-- Begin PAGE EXTRACT --
Dangote Sugar Refinery (DSR) reports Q2 2018 results   

24 July 2018 ( Lagos ) : All key line items on the P&L declined y/y. Even though DSR’s H1 PBT beat analyst's forecast by 7%, on an annualised basis, it is currently tracking well behind consensus’ full year PBT 2018E estimate of N46.1bn. Therefore, analysts expect downward adjustments to consensus forecasts on average and a negative reaction by the market to these numbers.     

 

On a positive note ,Sequentially, Q2 sales grew by 4.4% q/q while PBT and PAT improved by 37% q/q and 41% q/q respectively. Sugar volume sales were up by c.3% q/q to 151,580 tonnes while analysts estimate prices in Q2 were marginally higher at N267,720/tonne.

 

On a negative note ,Q2 sales declined by -27% y/y to N42.9bn while PBT and PAT also fell by -37% y/y and -40% y/y respectively. It appears smuggled sugar across the border continues to place downward pressure on revenues and market share. Y/y, DSR have cut prices by c.-14% y/y while sugar volume sales have declined by a similar magnitude. Production at Savannah Sugar Company (SSC), DSR’s pioneer backward integration project, declined y/y by around -37% to just 2,506 tonnes in Q2 due to rising insecurity in Adamawa State. Additionally, gross margin contracted by around -191bp y/y to 30.3% while operating expenses grew by 34% y/y to N2.3bn.
-- End PAGE EXTRACT --
-- Begin DATA RECORDS --
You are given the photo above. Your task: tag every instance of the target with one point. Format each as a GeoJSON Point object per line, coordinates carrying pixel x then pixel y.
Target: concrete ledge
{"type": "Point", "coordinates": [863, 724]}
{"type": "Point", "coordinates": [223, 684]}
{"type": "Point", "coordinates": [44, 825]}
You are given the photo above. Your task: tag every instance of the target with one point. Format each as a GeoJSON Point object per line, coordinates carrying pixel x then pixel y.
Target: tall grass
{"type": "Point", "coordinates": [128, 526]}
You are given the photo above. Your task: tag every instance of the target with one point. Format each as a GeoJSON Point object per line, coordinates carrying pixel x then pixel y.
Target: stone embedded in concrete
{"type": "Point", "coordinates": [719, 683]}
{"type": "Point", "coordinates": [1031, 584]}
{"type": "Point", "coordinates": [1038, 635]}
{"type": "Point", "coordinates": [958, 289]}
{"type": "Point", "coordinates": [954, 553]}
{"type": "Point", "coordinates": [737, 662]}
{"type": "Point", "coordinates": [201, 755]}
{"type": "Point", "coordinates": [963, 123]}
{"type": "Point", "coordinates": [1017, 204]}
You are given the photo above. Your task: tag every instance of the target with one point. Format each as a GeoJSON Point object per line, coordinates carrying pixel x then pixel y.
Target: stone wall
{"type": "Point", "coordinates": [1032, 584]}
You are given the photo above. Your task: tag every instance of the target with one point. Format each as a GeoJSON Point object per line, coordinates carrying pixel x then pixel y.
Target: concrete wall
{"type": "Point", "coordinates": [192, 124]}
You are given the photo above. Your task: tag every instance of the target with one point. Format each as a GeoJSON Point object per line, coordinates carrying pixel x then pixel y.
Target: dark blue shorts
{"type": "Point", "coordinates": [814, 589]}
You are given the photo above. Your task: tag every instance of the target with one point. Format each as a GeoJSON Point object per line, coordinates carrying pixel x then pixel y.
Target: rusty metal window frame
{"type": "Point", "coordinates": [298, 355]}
-- End DATA RECORDS --
WHAT TO DO
a: Answer these questions using the Dangote Sugar Refinery results report.
(i) By what percentage did DSR's H1 PBT beat the analyst forecast?
(ii) How many tonnes of sugar did DSR sell in Q2?
(iii) What did gross margin contract to?
b: From the Dangote Sugar Refinery results report, retype the passage that opens with the words "On a negative" and closes with "y/y to N2.3bn.".
c: According to the Dangote Sugar Refinery results report, why do analysts expect downward adjustments to consensus forecasts?

RESPONSES PER TASK
a:
(i) 7%
(ii) 151,580 tonnes
(iii) 30.3%

b:
On a negative note ,Q2 sales declined by -27% y/y to N42.9bn while PBT and PAT also fell by -37% y/y and -40% y/y respectively. It appears smuggled sugar across the border continues to place downward pressure on revenues and market share. Y/y, DSR have cut prices by c.-14% y/y while sugar volume sales have declined by a similar magnitude. Production at Savannah Sugar Company (SSC), DSR’s pioneer backward integration project, declined y/y by around -37% to just 2,506 tonnes in Q2 due to rising insecurity in Adamawa State. Additionally, gross margin contracted by around -191bp y/y to 30.3% while operating expenses grew by 34% y/y to N2.3bn.

c: DSR's H1 PBT beat the analyst forecast by 7%. On an annualized basis, however, it is tracking well behind the consensus full-year 2018 PBT estimate of N46.1bn.